BEGIN Records shown

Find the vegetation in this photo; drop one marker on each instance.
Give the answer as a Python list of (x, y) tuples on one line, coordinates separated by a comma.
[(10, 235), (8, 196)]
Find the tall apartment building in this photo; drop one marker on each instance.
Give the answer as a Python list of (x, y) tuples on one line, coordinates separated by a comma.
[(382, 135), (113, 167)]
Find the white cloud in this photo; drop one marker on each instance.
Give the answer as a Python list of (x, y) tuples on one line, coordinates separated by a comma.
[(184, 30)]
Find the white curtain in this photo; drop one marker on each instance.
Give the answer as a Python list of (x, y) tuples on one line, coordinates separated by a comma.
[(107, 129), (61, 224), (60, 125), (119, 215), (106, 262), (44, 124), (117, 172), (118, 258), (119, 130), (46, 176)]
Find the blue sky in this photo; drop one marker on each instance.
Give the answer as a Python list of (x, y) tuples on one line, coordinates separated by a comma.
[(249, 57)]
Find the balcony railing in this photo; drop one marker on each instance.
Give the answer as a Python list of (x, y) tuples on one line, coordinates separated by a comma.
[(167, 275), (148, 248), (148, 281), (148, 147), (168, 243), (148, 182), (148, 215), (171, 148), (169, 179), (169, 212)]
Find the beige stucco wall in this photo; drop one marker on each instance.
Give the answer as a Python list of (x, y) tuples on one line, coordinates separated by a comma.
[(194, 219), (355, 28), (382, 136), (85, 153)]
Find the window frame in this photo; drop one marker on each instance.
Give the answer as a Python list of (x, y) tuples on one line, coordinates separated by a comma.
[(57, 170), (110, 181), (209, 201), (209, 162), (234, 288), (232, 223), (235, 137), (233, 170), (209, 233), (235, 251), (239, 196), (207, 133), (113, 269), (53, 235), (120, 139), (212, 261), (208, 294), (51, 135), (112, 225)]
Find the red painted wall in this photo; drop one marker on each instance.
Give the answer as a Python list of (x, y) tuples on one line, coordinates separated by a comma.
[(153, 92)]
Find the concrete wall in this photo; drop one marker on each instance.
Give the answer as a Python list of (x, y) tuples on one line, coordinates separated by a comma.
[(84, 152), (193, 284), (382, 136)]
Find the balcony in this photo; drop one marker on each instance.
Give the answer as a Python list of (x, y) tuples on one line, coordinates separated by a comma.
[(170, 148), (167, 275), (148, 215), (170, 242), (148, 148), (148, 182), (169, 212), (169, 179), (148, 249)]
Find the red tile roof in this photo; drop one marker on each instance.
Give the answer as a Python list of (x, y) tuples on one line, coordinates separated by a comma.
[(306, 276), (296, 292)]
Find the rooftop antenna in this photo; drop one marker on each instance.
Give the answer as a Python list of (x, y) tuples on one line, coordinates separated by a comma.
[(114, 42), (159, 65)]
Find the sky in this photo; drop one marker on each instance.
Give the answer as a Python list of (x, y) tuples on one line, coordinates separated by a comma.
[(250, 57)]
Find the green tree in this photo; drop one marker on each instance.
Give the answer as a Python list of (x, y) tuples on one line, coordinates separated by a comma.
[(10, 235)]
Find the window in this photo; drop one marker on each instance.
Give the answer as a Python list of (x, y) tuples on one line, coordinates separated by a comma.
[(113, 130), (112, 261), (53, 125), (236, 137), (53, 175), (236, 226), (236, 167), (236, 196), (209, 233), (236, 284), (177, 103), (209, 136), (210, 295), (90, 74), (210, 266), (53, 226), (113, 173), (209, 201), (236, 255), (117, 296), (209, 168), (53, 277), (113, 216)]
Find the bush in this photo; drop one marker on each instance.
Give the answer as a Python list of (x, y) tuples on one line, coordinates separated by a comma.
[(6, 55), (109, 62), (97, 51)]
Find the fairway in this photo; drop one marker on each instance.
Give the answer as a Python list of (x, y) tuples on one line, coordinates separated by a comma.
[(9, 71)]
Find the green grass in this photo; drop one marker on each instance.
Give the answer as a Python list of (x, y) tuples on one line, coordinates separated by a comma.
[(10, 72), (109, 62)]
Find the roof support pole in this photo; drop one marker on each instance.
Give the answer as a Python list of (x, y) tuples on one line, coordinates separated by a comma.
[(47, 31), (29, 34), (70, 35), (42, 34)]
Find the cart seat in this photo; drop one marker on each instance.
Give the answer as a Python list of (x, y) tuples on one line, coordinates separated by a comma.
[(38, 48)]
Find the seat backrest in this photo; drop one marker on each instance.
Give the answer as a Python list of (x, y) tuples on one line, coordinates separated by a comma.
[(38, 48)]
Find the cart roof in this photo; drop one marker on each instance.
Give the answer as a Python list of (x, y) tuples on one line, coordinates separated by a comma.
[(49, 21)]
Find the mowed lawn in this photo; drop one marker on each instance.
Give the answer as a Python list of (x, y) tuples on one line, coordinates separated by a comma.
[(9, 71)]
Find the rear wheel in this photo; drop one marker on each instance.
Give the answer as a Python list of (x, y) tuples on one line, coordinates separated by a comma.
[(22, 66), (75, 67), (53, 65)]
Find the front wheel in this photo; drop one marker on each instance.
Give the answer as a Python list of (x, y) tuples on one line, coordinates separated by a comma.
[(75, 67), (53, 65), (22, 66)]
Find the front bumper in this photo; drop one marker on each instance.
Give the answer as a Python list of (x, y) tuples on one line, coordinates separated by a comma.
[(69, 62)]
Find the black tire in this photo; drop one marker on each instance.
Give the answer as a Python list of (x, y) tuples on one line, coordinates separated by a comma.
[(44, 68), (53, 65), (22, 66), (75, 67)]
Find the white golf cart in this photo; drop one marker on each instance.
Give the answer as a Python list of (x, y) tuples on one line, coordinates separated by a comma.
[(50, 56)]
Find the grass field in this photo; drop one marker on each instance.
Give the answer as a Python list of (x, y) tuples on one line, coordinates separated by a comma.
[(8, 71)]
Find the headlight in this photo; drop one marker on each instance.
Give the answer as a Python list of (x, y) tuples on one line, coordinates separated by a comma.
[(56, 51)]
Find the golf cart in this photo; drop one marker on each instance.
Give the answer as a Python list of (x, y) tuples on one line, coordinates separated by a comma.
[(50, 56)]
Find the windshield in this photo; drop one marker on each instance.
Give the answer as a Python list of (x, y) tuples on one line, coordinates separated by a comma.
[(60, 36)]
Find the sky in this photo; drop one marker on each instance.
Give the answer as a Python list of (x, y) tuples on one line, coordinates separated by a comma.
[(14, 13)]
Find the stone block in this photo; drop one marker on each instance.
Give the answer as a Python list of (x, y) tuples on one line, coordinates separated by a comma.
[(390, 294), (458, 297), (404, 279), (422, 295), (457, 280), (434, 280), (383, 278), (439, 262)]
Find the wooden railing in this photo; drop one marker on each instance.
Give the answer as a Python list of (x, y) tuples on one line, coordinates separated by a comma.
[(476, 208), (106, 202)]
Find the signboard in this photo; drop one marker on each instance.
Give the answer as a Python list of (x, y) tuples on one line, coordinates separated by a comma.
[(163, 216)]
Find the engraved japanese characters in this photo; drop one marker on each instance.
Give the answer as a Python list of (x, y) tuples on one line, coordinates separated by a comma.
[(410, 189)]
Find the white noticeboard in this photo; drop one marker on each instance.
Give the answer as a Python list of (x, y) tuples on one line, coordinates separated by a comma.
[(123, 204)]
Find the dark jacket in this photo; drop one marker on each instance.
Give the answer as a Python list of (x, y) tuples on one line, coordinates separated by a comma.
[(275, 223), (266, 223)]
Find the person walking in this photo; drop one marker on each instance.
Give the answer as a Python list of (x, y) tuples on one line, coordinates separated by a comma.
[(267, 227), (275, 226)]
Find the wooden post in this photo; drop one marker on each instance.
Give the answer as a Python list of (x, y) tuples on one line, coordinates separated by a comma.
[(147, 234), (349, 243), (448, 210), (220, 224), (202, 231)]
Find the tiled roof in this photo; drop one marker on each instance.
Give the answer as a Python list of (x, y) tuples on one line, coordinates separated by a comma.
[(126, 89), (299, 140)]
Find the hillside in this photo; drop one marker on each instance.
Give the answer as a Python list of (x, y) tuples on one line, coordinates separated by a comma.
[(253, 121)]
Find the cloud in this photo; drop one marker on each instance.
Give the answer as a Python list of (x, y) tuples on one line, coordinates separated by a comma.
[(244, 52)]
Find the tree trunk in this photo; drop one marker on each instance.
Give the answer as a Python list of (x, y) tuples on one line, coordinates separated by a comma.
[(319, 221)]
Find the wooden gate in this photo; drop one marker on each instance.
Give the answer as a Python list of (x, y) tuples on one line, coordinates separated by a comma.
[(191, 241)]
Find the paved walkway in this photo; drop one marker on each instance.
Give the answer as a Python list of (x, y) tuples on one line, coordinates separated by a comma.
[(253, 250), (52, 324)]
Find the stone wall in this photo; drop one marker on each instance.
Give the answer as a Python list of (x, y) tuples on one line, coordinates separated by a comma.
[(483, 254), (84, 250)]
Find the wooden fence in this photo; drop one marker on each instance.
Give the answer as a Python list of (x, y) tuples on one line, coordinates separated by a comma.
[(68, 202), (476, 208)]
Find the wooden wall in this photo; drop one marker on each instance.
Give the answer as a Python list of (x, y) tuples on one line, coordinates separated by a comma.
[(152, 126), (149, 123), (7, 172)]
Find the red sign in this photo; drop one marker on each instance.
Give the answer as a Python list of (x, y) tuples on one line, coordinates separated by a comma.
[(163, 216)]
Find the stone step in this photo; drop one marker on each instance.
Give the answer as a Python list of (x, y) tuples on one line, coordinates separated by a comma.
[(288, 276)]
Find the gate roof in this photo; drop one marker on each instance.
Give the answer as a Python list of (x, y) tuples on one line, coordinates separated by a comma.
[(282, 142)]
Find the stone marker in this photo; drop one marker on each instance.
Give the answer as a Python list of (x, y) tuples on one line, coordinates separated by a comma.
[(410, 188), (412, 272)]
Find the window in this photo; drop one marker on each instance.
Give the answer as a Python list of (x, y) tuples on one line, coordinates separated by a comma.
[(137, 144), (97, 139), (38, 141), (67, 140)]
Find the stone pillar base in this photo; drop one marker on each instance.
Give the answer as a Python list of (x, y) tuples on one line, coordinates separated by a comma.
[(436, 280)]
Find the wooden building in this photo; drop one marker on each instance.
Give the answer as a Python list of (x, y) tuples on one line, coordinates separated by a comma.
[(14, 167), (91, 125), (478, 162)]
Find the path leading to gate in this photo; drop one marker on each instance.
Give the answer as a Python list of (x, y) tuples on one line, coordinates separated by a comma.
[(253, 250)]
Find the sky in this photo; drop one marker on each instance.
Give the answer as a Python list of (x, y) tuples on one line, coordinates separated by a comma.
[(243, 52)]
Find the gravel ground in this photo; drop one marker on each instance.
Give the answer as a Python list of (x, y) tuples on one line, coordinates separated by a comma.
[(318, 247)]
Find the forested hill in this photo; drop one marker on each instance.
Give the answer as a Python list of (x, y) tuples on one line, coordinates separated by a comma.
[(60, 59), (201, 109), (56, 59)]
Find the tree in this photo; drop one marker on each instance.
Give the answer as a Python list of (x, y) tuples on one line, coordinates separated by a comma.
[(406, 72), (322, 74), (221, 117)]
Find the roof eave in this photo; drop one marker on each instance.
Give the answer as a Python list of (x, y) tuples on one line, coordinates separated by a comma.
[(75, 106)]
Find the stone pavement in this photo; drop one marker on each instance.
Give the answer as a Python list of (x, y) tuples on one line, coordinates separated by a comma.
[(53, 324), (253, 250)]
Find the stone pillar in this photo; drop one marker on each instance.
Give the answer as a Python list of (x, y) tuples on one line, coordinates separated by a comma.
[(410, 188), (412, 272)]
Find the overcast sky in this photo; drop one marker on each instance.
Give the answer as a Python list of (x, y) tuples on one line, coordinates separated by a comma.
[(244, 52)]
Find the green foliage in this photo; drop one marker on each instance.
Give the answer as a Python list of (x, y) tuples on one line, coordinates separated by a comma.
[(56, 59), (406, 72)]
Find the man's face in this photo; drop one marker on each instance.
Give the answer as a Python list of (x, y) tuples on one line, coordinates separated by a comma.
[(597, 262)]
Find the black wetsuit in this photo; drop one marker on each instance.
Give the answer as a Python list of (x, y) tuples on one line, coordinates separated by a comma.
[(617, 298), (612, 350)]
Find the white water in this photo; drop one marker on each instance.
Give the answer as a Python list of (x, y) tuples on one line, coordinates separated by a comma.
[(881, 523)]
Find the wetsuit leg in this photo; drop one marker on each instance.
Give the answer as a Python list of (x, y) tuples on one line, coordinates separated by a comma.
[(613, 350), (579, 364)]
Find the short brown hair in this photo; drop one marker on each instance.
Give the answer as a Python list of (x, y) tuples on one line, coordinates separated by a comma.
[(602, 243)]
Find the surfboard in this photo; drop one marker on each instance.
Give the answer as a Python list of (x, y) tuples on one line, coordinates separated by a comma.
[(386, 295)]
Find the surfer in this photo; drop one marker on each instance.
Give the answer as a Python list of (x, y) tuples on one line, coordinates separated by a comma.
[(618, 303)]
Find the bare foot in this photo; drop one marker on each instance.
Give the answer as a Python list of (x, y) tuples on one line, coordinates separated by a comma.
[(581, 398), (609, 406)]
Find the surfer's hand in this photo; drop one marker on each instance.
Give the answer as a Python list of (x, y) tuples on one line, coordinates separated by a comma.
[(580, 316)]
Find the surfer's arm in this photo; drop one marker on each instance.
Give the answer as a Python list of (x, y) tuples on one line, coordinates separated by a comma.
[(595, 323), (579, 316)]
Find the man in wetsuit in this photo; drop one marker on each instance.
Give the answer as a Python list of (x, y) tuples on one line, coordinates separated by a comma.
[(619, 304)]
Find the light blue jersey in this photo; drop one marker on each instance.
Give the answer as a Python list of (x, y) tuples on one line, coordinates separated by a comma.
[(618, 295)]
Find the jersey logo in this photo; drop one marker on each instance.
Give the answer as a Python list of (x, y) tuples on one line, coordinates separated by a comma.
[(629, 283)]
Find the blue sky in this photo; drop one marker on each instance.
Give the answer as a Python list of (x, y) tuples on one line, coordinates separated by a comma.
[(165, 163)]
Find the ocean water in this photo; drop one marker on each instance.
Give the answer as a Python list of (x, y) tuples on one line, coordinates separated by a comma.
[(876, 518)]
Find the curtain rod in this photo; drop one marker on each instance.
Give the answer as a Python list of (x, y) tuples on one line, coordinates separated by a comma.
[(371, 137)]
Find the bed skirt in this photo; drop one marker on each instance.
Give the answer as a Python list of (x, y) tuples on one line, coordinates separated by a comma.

END Records shown

What to work on:
Take every line from the data above that holds "golf" and copy it out.

Response area:
Find the white golf cart in this photo; drop one marker on each instance.
Find the golf cart in this photo; drop one marker on each instance.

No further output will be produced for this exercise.